__PROBLEM__
Update the data beginning with the line that contains "Placement rule: one point per instance of the terracotta" and continuing through the line that contains "column 299, row 187". Replace "terracotta plant pot" with "clay flower pot" and keep every other part of those lines the same.

(Rows from a dataset)
begin

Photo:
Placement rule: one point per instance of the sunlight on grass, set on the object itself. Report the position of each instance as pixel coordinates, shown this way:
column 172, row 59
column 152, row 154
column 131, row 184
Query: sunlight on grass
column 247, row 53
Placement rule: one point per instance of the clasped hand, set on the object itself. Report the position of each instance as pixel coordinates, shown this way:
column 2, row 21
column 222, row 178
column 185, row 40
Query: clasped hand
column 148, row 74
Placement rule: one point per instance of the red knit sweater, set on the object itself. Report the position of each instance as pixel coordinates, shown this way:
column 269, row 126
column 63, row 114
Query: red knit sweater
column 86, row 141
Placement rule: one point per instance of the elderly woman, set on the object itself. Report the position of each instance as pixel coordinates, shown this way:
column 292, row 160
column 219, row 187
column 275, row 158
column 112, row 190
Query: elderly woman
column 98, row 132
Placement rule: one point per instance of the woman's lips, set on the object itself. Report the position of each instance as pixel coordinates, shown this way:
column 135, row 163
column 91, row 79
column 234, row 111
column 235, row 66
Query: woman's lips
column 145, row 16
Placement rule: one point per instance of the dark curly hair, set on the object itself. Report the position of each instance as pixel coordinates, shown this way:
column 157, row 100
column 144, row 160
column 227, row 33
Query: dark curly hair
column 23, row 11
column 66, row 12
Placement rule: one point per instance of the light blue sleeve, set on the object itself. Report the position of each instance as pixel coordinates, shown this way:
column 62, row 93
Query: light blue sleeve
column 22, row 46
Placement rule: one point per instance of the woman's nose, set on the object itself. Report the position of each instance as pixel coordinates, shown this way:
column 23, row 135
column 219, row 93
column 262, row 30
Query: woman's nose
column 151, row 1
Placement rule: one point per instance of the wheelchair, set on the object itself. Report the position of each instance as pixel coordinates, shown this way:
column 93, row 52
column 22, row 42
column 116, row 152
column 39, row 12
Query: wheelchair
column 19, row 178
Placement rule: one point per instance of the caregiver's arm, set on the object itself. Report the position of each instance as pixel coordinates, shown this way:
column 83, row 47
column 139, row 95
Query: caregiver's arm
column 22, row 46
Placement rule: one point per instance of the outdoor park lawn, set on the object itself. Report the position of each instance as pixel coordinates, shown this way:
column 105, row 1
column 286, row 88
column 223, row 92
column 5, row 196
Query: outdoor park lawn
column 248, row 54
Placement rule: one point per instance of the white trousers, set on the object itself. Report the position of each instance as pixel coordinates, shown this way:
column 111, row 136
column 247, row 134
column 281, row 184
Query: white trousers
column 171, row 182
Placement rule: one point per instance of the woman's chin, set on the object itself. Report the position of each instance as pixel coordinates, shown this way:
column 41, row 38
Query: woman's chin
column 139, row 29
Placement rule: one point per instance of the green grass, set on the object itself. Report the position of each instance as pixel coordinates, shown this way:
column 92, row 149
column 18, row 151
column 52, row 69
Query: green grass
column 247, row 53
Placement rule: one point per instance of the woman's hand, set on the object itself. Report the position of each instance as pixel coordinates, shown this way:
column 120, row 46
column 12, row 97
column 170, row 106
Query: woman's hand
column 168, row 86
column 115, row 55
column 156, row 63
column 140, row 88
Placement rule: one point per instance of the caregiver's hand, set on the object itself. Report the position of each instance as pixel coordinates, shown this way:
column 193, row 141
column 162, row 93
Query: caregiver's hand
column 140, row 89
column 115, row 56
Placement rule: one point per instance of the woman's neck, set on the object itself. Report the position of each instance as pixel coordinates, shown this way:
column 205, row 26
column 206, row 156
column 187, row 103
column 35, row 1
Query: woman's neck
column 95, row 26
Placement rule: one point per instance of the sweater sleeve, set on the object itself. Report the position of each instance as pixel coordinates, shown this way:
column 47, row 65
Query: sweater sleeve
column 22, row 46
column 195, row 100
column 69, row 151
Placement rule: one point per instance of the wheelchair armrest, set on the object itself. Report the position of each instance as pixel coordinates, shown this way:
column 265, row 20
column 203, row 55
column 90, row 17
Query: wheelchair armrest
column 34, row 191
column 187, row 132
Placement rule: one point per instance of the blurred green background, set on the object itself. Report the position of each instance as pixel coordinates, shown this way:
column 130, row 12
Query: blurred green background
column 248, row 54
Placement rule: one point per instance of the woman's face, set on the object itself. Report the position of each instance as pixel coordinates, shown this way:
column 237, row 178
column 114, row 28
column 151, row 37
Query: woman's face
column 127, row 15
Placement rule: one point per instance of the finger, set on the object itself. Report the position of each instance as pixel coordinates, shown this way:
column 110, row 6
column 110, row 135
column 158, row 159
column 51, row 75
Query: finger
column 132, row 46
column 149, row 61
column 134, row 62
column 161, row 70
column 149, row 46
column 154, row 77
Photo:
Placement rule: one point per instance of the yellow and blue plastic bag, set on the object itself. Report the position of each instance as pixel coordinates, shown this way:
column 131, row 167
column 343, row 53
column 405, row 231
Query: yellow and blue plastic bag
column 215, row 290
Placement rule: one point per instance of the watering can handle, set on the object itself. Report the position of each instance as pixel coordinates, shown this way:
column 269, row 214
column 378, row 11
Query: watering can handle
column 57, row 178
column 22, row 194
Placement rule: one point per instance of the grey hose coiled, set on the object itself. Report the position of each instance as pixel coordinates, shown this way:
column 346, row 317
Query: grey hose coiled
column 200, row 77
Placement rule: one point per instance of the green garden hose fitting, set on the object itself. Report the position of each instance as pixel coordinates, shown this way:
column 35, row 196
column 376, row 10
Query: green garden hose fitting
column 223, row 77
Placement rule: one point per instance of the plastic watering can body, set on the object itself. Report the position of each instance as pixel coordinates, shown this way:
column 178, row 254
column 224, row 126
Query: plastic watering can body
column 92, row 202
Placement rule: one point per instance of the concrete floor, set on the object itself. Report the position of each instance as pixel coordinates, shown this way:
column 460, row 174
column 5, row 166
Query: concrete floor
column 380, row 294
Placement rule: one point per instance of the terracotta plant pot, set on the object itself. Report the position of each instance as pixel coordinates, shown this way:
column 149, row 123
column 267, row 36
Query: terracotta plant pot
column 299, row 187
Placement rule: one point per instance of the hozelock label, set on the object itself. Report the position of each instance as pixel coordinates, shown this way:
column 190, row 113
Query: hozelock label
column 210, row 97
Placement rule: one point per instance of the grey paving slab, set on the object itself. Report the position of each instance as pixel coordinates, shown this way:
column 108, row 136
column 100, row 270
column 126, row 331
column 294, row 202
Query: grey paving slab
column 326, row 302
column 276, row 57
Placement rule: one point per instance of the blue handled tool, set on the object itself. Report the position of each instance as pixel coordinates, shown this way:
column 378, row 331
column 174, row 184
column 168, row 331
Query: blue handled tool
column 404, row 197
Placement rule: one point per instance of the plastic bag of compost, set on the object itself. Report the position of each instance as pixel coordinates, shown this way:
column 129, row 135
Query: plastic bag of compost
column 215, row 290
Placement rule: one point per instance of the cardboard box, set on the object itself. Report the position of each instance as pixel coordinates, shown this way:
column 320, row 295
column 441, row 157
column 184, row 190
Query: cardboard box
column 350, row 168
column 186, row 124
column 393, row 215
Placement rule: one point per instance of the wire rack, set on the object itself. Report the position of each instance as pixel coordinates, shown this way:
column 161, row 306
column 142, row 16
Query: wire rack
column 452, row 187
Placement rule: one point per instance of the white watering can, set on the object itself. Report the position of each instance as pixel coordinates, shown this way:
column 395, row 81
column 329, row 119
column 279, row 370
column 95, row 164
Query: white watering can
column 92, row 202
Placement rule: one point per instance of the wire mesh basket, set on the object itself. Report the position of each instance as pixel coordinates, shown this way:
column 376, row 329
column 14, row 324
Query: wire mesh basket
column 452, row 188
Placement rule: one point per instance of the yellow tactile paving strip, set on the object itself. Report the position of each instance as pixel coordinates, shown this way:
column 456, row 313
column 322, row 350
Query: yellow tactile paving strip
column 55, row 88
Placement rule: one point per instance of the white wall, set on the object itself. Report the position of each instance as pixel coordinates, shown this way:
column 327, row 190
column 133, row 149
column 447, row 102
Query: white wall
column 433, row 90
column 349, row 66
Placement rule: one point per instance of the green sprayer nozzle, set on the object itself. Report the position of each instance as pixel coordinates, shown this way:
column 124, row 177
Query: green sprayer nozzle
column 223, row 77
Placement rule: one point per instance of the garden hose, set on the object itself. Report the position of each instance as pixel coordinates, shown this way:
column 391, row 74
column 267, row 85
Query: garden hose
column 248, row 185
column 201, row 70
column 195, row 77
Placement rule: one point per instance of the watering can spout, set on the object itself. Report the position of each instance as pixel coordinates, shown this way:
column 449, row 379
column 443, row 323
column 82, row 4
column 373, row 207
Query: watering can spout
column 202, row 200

end

__ANSWER TO THIS PROBLEM__
Placement rule: one point per instance of the clay flower pot, set on the object itself. Report the position of each instance as pixel coordinates, shown this way:
column 149, row 123
column 267, row 36
Query: clay flower pot
column 299, row 187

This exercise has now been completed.